Angela McShan (4 May 1961 – December 29, 2000) was a highly regarded Coast Guardsman in the United States Coast Guard. In 1999 McShan was the first African-American to be appointed an instructor at the Chief Petty Officers' Academy. In 2000 McShan was the Coast Guard's first African-American woman to be advanced to Master Chief Petty Officer.

McShan enlisted in the Coast Guard in July 1979. For her first fourteen years in the Coast Guard she served as a storekeeper. In her final six years McShan served as a yeoman, a civil rights counselor, and finally, an instructor. She was promoted to Master Chief Petty Officer two months before her death in 2000 from cancer.

==Legacy==
In 2002 the Coast Guard created the YNCM Angela McShan Inspirational Leadership Award in her name.

### Material shown
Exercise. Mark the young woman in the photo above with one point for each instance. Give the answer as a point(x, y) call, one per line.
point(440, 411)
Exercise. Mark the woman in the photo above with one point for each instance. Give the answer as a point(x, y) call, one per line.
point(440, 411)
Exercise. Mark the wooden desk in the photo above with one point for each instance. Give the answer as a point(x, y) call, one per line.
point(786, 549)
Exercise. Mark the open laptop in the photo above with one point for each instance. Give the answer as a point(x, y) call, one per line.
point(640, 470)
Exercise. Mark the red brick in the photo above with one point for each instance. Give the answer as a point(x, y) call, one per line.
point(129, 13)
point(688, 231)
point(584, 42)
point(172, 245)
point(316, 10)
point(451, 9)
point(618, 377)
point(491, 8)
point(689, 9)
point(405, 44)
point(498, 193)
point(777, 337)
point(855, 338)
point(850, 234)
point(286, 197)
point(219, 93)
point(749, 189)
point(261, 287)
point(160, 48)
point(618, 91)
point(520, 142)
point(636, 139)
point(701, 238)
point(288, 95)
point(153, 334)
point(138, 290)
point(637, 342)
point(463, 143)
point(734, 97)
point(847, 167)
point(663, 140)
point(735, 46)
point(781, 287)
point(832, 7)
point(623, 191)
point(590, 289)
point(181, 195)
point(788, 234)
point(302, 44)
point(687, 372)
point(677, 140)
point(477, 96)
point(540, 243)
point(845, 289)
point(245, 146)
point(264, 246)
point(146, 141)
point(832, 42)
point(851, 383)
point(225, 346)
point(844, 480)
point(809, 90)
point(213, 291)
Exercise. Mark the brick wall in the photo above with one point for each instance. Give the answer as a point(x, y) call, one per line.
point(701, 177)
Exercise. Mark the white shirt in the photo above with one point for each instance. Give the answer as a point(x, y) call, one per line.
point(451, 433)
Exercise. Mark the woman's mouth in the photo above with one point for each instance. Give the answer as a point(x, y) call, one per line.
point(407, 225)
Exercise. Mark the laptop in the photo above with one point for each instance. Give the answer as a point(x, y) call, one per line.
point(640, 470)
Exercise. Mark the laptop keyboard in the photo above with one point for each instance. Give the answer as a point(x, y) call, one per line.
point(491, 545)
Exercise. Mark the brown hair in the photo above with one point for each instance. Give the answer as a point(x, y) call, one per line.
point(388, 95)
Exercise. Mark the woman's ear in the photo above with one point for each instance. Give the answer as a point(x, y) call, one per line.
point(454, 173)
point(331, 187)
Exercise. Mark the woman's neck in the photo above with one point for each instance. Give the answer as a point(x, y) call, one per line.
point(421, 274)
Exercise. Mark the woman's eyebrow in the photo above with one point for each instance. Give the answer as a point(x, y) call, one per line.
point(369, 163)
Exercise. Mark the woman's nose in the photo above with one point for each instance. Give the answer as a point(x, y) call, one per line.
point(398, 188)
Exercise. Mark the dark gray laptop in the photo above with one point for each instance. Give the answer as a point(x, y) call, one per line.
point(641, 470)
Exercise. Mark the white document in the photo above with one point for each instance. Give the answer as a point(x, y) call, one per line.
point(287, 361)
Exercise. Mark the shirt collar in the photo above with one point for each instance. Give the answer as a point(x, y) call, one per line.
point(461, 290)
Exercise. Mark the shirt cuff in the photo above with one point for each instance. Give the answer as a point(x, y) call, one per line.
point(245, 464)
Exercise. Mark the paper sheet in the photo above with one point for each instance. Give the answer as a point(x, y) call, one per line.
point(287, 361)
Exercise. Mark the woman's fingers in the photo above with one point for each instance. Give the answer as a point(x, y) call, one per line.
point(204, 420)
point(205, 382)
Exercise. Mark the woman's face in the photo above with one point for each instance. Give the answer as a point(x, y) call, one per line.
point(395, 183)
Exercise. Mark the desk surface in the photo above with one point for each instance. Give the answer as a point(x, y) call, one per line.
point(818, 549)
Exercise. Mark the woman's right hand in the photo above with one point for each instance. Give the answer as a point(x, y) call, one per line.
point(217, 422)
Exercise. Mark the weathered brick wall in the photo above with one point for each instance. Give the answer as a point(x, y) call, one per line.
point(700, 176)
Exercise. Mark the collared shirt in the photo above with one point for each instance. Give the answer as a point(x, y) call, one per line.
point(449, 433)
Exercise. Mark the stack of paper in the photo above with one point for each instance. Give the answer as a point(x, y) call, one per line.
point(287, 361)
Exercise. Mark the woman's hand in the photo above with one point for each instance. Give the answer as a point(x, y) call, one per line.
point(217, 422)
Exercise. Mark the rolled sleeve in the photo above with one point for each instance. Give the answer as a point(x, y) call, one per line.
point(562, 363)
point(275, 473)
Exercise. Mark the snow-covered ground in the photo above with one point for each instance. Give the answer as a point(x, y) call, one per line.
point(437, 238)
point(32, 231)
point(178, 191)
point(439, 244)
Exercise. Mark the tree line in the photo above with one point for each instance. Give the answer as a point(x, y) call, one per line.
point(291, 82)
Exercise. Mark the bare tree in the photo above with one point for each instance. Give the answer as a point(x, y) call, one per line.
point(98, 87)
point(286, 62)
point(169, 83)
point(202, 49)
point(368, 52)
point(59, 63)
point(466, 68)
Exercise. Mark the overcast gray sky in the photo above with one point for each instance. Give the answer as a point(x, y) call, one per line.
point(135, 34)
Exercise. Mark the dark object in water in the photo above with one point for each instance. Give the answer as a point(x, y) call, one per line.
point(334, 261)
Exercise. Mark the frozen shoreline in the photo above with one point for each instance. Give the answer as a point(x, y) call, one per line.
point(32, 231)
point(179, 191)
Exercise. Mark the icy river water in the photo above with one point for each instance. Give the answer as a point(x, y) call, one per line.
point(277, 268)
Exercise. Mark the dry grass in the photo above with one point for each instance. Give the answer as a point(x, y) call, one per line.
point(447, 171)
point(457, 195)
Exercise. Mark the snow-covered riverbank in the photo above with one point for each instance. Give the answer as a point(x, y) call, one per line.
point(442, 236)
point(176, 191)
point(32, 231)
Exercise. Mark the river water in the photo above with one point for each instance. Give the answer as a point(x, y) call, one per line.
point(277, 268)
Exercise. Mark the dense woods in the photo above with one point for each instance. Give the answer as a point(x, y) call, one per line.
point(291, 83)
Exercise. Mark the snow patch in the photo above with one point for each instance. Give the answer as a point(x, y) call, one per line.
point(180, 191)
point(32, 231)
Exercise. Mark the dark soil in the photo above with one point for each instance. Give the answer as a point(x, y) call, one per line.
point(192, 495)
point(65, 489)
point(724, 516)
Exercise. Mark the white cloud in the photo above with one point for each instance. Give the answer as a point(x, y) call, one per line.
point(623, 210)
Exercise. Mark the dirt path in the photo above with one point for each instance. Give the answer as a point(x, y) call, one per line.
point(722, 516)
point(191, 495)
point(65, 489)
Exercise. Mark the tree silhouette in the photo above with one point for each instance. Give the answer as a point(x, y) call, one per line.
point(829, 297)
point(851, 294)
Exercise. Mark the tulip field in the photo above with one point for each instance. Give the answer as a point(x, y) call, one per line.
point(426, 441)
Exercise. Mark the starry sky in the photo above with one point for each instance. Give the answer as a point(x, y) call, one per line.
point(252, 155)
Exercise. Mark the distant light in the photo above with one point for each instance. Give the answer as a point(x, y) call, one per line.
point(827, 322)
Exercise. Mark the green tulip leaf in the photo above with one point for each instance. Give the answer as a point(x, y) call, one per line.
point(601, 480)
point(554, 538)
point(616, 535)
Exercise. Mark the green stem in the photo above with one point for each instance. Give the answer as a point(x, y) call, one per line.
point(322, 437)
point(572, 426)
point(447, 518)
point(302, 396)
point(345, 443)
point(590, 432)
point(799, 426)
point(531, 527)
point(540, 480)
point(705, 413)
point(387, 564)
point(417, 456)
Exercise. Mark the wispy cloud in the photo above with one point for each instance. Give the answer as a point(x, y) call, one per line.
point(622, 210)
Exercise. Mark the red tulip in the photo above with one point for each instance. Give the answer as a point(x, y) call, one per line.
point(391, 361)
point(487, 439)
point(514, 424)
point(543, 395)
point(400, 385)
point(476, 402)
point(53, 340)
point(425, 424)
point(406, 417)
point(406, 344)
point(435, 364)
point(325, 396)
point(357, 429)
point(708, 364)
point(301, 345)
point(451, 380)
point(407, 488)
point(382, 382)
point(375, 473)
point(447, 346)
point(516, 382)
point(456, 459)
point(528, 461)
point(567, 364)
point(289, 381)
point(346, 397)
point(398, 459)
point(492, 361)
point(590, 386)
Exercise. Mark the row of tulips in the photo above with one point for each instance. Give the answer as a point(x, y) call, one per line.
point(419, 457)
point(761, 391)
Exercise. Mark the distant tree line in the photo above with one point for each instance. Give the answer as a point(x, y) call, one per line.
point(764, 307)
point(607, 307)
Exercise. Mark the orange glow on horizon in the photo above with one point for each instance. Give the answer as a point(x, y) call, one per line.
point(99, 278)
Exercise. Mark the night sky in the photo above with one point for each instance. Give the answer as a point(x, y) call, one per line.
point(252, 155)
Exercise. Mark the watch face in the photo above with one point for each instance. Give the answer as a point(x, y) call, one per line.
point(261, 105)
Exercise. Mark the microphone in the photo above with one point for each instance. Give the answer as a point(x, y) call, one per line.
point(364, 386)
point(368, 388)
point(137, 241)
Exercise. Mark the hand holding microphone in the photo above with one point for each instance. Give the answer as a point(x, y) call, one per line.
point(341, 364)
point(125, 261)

### Task requirements
[1] Summarize the passage about Angela McShan in two sentences.
[2] In the passage about Angela McShan, rewrite the part starting with "McShan enlisted in" and going on through "2000 from cancer.", swapping "storekeeper" for "supply specialist".
[3] Resume the passage about Angela McShan from where it stops.

### Answer section
[1] Angela McShan, who enlisted in the United States Coast Guard in July 1979, served as a storekeeper for fourteen years and then as a yeoman, a civil rights counselor, and an instructor. She became the first African-American instructor at the Chief Petty Officers' Academy in 1999 and the Coast Guard's first African-American woman advanced to Master Chief Petty Officer in 2000, two months before she died of cancer, and in 2002 the Coast Guard created a leadership award in her name.

[2]
McShan enlisted in the Coast Guard in July 1979. For her first fourteen years in the Coast Guard she served as a supply specialist. In her final six years McShan served as a yeoman, a civil rights counselor, and finally, an instructor. She was promoted to Master Chief Petty Officer two months before her death in 2000 from cancer.

[3]
In 2010, Charles "Skip" W. Bowen, who was then the Coast Guard's most senior non-commissioned officer, proposed that all 58 cutters in the Sentinel class should be named after enlisted sailors in the Coast Guard, or one of its precursor services, who were recognized for their heroism. In 2014 the Coast Guard announced that the 35th cutter would be named the USCGC Angela McShan.

The Angela McShan was commissioned in Cape May, New Jersey, in October, 2019, at a major Coast Guard base where she had served part of her Coast Guard career.